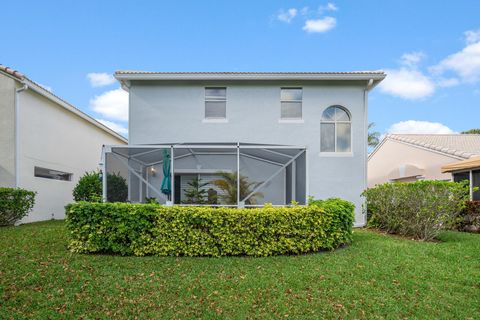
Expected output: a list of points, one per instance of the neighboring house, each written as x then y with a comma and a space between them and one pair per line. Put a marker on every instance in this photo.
296, 134
466, 170
410, 157
46, 144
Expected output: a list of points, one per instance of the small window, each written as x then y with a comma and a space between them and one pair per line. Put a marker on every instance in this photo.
215, 103
335, 130
291, 103
52, 174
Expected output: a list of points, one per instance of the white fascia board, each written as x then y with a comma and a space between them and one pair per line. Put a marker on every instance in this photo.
287, 76
47, 94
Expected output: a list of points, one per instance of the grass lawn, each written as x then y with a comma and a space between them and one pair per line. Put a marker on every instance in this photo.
378, 276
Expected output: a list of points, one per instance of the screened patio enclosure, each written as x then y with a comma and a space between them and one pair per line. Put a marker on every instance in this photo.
230, 174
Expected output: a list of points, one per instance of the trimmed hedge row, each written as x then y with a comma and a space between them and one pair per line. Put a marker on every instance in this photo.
469, 220
15, 203
149, 229
418, 209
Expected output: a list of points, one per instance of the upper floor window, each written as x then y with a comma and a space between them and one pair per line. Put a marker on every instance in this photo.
52, 174
291, 103
336, 130
215, 103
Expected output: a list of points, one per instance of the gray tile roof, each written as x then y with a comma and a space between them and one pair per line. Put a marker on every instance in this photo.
460, 145
247, 73
303, 76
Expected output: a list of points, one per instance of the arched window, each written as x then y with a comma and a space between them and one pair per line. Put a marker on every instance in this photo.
336, 130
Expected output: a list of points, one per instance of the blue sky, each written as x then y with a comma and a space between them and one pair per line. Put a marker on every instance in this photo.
430, 49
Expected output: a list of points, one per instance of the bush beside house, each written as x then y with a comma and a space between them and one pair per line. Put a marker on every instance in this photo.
469, 219
15, 203
149, 229
89, 188
419, 210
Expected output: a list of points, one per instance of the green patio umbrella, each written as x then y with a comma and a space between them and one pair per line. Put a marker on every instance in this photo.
167, 177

- Instructions for the task -
All of the material above must be retyped exactly, line for line, with the images dropped.

- Final answer -
Expected output: a list of points, one per instance of the neighboring house, each written as x then y with a comma and a space between them and one pair per line. Put a marker on every instance in this photo.
296, 134
466, 170
410, 157
46, 144
Expected output: a list of points, one per instance of the small window, each written as x then y with a comma and a space between them and one pair per line. Put a marker on every instance in this photo.
215, 103
335, 130
291, 103
52, 174
Expected output: a list of points, one per instance of the white fascia board, each written as x then y with a comma and a space between them and one pair per line. Put a marker on every instance in this photo.
287, 76
47, 94
Expected output: a list of points, one per instance of the grass lawn, each written as x then y with a comma and a space between them and one pair per line. Put a marker on every instance in this photo.
378, 276
Expected output: a list of points, one per instance of the screened patio enclosure, each written as x then y with a comma and a space between them and one pair per line. Put a marker on every instance in this photo.
230, 174
Expected output: a list of points, one per instance of the trimmed hedge row, each written as x then y with a comma and a space between them and one pair per line. Put a marker on every instance in this photo.
469, 220
15, 203
149, 229
418, 209
Expected output: a list of points, one per instance of the upper floor window, each written as x then y with a comma and a space between them and one pair per line. Put a marker on every instance in this photo.
52, 174
291, 103
336, 130
215, 103
Expected output: a list of points, one per instance of the gray tile roof, each written as x then y with a comma and a space between them and one pair per line. Put a marker on every instance in this photo.
460, 145
247, 73
303, 76
Expected output: a list of points, one per instance of the arched window, each written as x then y with a comma and a space between them and one pair per line. Put a marker on every instance in this photo.
336, 130
Expected output: a list of points, one per instance of the blue sky, each written as x then y with a comma and a space between them and one pair per line. Put a marker on every instance in this photo.
430, 49
Expected output: a list of points, one per instance of the bush beside house, each written as x then y with a comma and a space between them and one pair per line. Put a marker on every instance in this photo.
469, 219
15, 203
149, 229
89, 188
419, 210
Expected output: a list of points, one per instance of the green patio umbrella, each written as x then y with a comma and a space between them and one pair per line. Put a marker on every instance in this photo.
167, 177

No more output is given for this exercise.